### Task details:
Extract from the listing below, verbatim, the lines that run from the one containing "Where can the brown" through the one containing "<point>62,217</point>", both included.
* START *
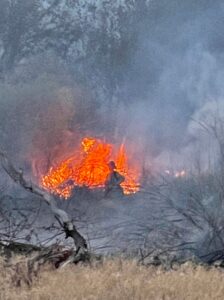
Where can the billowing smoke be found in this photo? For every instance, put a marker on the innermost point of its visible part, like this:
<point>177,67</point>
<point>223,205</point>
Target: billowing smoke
<point>140,78</point>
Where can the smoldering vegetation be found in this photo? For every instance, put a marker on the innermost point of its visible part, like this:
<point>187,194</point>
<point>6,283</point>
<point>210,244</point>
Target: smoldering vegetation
<point>149,73</point>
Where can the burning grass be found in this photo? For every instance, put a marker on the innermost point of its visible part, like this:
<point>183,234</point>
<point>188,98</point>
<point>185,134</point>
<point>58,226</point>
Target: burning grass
<point>88,166</point>
<point>117,279</point>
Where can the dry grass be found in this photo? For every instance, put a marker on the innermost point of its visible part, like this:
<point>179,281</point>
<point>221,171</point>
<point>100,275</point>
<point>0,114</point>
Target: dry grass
<point>115,279</point>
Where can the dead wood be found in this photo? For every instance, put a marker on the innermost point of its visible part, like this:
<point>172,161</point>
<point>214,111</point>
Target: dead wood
<point>61,216</point>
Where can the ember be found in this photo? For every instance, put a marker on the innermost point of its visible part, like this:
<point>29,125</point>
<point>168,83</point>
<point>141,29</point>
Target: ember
<point>88,166</point>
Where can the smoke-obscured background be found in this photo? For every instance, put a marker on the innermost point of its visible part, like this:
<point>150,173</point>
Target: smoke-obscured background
<point>139,70</point>
<point>149,73</point>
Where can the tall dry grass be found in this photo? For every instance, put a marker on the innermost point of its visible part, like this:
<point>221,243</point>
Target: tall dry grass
<point>115,279</point>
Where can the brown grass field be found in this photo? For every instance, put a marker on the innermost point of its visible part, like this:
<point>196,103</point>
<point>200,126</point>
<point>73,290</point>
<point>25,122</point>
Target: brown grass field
<point>114,279</point>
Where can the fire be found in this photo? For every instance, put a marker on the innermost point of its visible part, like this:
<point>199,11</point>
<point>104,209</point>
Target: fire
<point>88,166</point>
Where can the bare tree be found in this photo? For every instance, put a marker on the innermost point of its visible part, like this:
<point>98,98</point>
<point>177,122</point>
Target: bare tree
<point>62,217</point>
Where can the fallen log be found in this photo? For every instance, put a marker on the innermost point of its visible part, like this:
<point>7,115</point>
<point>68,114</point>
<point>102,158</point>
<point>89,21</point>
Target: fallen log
<point>80,250</point>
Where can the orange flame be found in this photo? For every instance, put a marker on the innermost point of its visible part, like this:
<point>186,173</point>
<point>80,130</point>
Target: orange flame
<point>89,167</point>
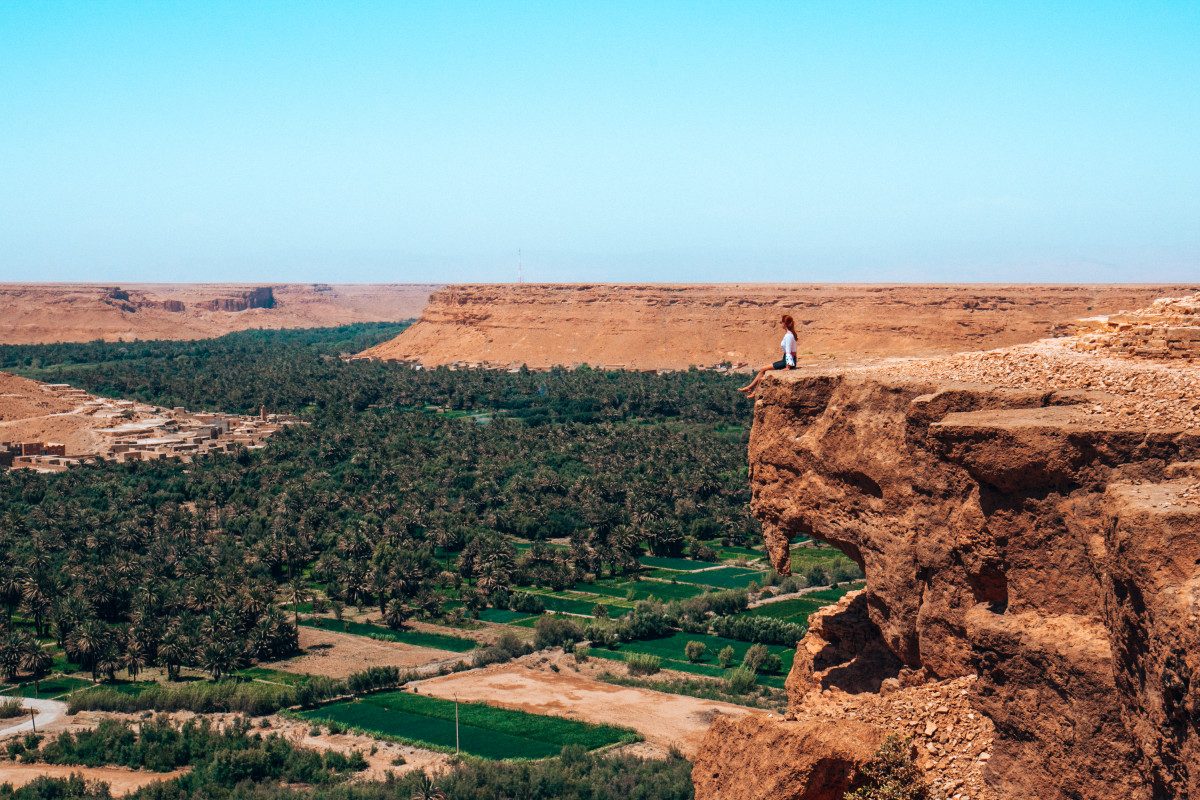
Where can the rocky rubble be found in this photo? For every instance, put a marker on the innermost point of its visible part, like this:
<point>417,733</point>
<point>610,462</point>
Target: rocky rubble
<point>1029,524</point>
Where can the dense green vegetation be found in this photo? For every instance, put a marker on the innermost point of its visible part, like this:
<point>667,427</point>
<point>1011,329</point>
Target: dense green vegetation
<point>484,731</point>
<point>381,499</point>
<point>256,692</point>
<point>575,775</point>
<point>419,493</point>
<point>223,757</point>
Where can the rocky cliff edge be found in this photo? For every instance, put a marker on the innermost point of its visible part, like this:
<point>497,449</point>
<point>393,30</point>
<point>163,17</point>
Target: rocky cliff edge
<point>1029,523</point>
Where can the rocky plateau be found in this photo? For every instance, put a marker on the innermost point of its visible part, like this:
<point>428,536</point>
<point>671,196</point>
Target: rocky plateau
<point>82,312</point>
<point>663,326</point>
<point>1029,523</point>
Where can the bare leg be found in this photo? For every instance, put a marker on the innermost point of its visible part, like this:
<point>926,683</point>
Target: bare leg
<point>748,390</point>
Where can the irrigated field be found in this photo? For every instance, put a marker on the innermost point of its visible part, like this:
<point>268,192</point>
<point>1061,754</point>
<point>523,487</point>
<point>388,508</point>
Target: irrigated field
<point>484,731</point>
<point>671,650</point>
<point>419,638</point>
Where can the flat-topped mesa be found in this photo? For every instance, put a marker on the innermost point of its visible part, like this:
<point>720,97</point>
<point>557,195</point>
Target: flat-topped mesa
<point>1029,517</point>
<point>664,326</point>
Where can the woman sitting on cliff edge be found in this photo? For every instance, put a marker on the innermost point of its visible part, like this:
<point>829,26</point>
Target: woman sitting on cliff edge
<point>786,362</point>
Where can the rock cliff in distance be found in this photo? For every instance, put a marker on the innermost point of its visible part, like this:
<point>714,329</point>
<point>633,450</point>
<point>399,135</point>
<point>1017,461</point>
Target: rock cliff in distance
<point>81,312</point>
<point>1029,523</point>
<point>660,326</point>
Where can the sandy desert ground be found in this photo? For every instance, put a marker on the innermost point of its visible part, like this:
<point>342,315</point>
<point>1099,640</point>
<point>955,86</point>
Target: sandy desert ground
<point>82,312</point>
<point>337,655</point>
<point>660,326</point>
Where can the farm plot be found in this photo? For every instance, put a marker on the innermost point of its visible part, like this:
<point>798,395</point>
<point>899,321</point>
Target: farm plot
<point>664,720</point>
<point>48,690</point>
<point>671,650</point>
<point>484,731</point>
<point>419,638</point>
<point>679,565</point>
<point>797,609</point>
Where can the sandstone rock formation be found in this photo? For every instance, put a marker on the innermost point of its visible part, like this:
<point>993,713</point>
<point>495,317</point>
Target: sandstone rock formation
<point>35,313</point>
<point>1027,519</point>
<point>658,326</point>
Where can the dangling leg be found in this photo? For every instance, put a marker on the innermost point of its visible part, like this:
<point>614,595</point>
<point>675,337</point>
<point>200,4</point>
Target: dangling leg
<point>748,390</point>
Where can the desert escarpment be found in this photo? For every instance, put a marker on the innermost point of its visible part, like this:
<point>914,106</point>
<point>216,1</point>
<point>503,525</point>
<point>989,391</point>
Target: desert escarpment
<point>1029,521</point>
<point>661,326</point>
<point>81,312</point>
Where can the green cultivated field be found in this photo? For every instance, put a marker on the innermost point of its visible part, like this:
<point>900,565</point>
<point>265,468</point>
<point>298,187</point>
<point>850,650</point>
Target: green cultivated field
<point>798,609</point>
<point>727,577</point>
<point>671,650</point>
<point>419,638</point>
<point>49,689</point>
<point>485,731</point>
<point>683,565</point>
<point>503,615</point>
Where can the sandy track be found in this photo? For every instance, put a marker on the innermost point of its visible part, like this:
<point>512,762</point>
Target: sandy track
<point>48,713</point>
<point>120,781</point>
<point>339,655</point>
<point>665,720</point>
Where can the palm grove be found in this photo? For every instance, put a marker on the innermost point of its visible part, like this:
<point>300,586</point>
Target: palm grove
<point>402,489</point>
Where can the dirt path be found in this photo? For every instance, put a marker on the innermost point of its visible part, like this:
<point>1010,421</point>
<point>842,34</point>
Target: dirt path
<point>119,780</point>
<point>665,720</point>
<point>48,713</point>
<point>337,655</point>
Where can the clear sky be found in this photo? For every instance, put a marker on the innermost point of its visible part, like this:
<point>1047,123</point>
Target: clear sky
<point>654,140</point>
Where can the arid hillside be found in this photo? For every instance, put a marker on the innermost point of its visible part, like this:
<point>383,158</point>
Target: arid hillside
<point>79,312</point>
<point>1029,523</point>
<point>675,326</point>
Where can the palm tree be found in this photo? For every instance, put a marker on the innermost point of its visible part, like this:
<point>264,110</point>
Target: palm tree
<point>37,662</point>
<point>174,651</point>
<point>135,657</point>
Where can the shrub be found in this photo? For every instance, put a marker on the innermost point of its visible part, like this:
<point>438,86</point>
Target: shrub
<point>648,620</point>
<point>766,630</point>
<point>556,631</point>
<point>11,707</point>
<point>754,657</point>
<point>739,680</point>
<point>526,602</point>
<point>725,657</point>
<point>373,678</point>
<point>643,663</point>
<point>600,636</point>
<point>891,775</point>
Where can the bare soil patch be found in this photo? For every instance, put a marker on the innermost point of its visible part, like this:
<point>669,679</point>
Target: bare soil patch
<point>119,780</point>
<point>531,685</point>
<point>381,763</point>
<point>339,655</point>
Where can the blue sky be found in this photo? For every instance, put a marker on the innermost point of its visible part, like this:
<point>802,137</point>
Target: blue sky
<point>646,140</point>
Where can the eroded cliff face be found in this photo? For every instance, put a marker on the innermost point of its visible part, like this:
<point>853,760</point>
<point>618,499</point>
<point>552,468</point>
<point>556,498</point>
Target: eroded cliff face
<point>1027,519</point>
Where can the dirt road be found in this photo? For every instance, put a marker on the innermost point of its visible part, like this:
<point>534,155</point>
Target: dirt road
<point>665,720</point>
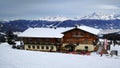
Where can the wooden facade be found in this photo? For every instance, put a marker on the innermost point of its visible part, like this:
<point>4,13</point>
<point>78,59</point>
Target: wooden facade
<point>77,36</point>
<point>80,38</point>
<point>41,44</point>
<point>42,41</point>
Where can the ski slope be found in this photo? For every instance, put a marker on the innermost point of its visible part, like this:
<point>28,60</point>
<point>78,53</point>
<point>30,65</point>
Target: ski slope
<point>13,58</point>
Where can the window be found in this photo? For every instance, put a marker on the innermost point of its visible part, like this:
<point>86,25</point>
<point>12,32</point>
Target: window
<point>29,40</point>
<point>76,33</point>
<point>52,47</point>
<point>29,46</point>
<point>47,41</point>
<point>47,47</point>
<point>86,41</point>
<point>33,47</point>
<point>82,33</point>
<point>42,47</point>
<point>39,41</point>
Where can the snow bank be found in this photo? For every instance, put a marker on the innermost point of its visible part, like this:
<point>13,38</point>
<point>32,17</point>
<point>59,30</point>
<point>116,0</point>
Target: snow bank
<point>13,58</point>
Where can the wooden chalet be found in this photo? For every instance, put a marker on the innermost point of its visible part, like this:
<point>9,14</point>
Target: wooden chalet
<point>49,39</point>
<point>81,37</point>
<point>42,39</point>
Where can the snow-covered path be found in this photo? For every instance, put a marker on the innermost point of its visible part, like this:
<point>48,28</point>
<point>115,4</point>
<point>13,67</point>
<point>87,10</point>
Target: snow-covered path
<point>13,58</point>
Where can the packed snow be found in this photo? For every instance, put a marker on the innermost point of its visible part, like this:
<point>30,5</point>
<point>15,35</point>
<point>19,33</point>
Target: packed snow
<point>13,58</point>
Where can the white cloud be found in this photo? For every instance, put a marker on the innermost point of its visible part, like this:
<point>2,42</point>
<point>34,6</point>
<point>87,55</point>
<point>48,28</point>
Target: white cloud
<point>108,7</point>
* END *
### Response:
Where can the brown grass field be found in this photo? For every instance, put a marker on the innermost point of its visible part, like this:
<point>196,103</point>
<point>200,126</point>
<point>73,290</point>
<point>25,122</point>
Target: brown grass field
<point>114,279</point>
Where can the fire be found in this photo? For every instance, put a marker on the innermost point of its visible part, like this:
<point>199,11</point>
<point>104,209</point>
Target: fire
<point>88,166</point>
Where can the bare tree be found in this photo? For every instance, put a marker on the innermost point of its visible part, like this:
<point>98,98</point>
<point>177,122</point>
Target: bare tree
<point>62,217</point>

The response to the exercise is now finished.